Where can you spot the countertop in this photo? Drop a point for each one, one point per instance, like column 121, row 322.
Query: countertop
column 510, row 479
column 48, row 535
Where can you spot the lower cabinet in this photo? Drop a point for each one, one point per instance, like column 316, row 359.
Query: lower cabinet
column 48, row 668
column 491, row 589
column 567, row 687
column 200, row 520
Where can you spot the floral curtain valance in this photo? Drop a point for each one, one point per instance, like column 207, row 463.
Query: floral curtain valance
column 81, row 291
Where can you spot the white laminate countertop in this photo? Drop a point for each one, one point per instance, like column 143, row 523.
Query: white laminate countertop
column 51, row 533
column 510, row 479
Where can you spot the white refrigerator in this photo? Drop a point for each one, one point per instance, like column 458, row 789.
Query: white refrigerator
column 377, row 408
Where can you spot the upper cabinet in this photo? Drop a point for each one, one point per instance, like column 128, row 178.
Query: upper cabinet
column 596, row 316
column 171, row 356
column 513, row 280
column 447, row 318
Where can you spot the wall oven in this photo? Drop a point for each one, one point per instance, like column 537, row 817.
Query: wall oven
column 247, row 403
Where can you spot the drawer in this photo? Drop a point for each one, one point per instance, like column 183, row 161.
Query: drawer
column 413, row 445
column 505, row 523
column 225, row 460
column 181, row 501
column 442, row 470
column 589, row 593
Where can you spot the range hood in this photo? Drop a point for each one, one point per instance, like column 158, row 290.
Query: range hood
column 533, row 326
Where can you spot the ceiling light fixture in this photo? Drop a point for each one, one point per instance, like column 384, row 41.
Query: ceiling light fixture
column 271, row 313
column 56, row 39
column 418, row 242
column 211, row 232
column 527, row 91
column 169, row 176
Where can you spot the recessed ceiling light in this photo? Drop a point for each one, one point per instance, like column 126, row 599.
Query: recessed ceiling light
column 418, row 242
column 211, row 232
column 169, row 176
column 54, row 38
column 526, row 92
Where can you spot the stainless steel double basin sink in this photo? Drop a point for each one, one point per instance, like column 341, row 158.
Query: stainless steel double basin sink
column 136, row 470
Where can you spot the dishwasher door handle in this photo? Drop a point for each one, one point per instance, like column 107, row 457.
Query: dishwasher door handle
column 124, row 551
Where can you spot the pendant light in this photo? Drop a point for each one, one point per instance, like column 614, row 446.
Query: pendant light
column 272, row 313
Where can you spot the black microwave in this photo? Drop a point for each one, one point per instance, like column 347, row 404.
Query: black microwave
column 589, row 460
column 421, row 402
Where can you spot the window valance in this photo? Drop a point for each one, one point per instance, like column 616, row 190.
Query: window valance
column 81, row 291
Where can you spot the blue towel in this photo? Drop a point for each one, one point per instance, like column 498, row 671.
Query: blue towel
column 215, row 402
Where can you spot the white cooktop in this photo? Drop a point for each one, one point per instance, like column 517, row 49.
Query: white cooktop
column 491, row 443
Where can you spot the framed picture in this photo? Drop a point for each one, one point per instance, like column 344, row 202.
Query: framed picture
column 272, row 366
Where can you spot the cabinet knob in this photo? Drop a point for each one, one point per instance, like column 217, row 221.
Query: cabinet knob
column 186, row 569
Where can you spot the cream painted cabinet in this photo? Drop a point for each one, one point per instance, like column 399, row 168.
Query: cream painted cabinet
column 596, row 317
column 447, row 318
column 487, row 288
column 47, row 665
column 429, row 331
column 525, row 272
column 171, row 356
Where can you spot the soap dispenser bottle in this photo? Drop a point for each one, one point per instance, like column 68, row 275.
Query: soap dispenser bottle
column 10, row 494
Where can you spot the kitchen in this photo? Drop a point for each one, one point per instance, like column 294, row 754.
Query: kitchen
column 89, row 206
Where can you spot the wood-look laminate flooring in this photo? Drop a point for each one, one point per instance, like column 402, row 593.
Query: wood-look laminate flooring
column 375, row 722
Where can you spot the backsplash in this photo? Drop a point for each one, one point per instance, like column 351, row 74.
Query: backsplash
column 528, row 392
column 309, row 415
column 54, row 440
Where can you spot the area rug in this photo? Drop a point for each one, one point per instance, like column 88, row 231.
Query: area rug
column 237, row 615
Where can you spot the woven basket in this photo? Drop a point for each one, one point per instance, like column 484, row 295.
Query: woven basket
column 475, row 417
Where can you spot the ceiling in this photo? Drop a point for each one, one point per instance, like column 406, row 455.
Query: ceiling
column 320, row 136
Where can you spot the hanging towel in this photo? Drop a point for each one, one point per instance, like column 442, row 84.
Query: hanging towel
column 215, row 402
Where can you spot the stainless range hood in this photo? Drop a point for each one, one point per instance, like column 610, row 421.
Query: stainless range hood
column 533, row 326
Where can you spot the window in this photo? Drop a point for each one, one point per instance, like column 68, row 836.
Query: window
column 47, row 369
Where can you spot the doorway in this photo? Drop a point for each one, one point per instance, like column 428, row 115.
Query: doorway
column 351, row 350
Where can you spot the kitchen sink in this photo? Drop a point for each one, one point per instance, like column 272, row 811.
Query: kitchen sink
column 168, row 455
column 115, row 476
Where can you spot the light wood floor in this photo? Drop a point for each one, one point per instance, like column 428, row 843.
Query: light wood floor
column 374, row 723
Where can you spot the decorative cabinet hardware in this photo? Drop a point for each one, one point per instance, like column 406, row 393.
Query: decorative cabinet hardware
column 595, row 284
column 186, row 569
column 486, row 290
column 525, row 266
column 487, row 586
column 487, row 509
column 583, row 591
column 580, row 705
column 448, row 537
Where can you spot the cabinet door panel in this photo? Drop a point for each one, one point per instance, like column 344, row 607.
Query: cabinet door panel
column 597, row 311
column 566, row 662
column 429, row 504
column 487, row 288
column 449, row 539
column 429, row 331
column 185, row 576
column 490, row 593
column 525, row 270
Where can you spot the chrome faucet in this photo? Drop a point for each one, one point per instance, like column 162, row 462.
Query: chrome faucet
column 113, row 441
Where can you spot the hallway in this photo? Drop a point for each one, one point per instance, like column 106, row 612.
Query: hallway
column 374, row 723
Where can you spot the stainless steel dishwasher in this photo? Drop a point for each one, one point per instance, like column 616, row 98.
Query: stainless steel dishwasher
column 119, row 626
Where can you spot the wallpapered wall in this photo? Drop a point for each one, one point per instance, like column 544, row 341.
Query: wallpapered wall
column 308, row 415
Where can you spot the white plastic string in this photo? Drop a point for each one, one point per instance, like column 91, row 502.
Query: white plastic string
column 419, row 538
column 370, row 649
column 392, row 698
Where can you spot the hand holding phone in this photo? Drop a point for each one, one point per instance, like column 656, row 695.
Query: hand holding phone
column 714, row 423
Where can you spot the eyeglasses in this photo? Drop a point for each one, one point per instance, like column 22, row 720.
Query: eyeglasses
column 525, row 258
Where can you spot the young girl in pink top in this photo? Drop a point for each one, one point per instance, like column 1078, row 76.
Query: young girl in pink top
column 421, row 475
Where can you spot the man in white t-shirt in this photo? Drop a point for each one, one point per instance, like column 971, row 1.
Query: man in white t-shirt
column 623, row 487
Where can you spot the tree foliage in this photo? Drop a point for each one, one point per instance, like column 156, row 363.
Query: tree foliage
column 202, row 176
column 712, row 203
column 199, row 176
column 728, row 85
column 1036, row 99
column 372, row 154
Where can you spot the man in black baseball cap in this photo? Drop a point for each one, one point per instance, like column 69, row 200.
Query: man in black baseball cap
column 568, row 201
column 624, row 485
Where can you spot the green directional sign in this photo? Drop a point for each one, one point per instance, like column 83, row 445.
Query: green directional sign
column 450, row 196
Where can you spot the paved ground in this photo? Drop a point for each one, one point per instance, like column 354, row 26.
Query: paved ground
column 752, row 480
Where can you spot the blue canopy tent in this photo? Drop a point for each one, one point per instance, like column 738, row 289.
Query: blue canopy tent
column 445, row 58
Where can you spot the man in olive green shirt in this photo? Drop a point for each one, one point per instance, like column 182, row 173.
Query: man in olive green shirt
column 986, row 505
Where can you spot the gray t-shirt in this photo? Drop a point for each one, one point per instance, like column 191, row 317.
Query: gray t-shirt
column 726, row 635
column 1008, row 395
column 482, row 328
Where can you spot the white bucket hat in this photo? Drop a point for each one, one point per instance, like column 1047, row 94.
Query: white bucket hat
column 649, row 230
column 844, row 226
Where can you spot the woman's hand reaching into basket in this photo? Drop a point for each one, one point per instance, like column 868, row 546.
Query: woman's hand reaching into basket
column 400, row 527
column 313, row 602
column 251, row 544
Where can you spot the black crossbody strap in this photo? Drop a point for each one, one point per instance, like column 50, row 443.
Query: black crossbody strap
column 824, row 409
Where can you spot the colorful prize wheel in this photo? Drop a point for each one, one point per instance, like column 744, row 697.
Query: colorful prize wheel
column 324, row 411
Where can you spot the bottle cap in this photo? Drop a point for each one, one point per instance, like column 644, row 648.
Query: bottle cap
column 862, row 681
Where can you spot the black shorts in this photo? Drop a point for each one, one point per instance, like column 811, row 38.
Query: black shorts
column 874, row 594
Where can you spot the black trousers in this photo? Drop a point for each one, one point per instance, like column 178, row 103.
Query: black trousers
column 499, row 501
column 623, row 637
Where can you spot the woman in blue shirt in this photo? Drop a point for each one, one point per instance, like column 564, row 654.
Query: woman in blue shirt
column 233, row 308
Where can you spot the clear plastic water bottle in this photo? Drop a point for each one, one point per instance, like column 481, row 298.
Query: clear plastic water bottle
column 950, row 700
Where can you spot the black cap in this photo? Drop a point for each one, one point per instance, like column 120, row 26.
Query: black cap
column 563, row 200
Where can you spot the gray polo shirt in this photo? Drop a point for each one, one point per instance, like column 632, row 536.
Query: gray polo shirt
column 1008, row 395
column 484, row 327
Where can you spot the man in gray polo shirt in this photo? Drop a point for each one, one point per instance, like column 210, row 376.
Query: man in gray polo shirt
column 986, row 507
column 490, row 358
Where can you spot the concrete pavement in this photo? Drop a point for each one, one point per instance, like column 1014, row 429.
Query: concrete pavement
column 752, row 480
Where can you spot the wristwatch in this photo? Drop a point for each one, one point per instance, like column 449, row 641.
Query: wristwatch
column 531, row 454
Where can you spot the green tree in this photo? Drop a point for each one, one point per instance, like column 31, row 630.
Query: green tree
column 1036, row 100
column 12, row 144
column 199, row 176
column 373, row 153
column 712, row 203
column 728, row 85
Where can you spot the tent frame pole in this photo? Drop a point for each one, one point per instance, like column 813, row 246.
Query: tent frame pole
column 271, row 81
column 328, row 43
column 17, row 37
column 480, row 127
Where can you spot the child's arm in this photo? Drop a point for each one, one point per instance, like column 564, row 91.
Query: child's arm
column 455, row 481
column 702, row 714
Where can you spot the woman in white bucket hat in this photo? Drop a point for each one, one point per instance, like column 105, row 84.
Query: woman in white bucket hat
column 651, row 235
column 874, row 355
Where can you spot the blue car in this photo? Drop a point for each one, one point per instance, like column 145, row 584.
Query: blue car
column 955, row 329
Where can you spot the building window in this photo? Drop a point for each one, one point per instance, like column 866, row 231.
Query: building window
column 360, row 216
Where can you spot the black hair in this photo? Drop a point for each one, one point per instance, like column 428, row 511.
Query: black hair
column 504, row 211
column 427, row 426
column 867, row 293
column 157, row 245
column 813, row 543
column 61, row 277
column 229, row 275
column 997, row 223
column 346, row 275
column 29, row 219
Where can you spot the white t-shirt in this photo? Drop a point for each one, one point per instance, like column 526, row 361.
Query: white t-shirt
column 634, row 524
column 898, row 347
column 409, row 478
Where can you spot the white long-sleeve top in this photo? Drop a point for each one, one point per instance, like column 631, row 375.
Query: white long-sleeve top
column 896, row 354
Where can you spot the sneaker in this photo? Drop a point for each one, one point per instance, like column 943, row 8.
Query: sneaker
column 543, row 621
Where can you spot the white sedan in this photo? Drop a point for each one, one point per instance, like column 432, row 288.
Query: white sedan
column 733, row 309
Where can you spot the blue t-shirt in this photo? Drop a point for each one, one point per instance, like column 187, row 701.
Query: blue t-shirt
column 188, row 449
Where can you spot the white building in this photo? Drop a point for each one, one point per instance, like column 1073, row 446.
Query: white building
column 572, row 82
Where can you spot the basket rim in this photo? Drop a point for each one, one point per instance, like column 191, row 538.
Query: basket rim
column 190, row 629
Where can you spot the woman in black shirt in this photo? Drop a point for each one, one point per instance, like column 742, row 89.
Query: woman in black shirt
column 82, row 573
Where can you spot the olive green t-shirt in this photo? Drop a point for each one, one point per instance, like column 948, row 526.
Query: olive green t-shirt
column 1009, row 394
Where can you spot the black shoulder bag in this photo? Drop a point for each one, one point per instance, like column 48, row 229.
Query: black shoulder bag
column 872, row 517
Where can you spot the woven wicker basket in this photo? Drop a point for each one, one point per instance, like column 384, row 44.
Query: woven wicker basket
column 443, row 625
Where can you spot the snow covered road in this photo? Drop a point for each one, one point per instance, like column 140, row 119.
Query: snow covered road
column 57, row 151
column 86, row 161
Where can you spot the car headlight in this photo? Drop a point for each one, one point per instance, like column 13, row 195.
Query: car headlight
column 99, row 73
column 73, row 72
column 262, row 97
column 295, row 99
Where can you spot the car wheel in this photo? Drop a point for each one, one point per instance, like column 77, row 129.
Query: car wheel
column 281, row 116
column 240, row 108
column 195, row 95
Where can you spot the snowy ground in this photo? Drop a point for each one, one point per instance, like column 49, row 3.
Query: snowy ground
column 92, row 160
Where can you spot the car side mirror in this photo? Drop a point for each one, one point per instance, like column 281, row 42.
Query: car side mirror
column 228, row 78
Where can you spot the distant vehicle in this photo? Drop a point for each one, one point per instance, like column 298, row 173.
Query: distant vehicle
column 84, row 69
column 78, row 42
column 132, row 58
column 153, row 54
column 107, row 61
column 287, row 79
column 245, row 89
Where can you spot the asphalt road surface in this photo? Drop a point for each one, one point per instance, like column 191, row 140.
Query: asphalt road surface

+ + + +

• What to produce:
From the first line of the records above down to the line containing "Where can you spot the ceiling light", repeat each line exactly as written. Include both of those lines and add nothing.

• Solution to this task:
Where can you spot the countertop in this photo? Drop a point for each one, one point per instance, like column 121, row 322.
Query: countertop
column 510, row 479
column 48, row 535
Where can you spot the lower cabinet in this photo? Drop a point for each one, one point per instance, like column 316, row 359.
Query: lower cabinet
column 48, row 668
column 491, row 589
column 567, row 687
column 200, row 520
Where can you spot the floral curtain valance in this photo? Drop a point for each one, one point per instance, like column 207, row 463.
Query: floral curtain valance
column 81, row 291
Where can you spot the white laminate countertop in this photo? Drop a point for each one, one point per instance, like column 143, row 523.
Query: white laminate countertop
column 51, row 533
column 510, row 479
Where can you spot the white refrigerator in this photo? Drop a point for each one, one point per instance, like column 458, row 789.
Query: white refrigerator
column 377, row 408
Where can you spot the upper cabinet in this photo? Drop a point for each one, one point per instance, like column 128, row 178.
Query: upper cabinet
column 596, row 316
column 171, row 356
column 513, row 280
column 447, row 318
Where can you spot the wall oven in this photo? Drop a point for each one, one point per instance, like column 537, row 817.
Query: wall oven
column 247, row 403
Where can you spot the drawer in this photo? Drop a point for each one, one point per instance, like column 183, row 161.
Query: drawer
column 413, row 445
column 505, row 523
column 225, row 460
column 181, row 501
column 442, row 470
column 589, row 593
Where can you spot the range hood in this photo? Drop a point for each one, one point per instance, like column 158, row 290.
Query: range hood
column 533, row 326
Where can you spot the ceiling light fixture in this photo? Drop a point for each one, one point per instance, like column 384, row 41.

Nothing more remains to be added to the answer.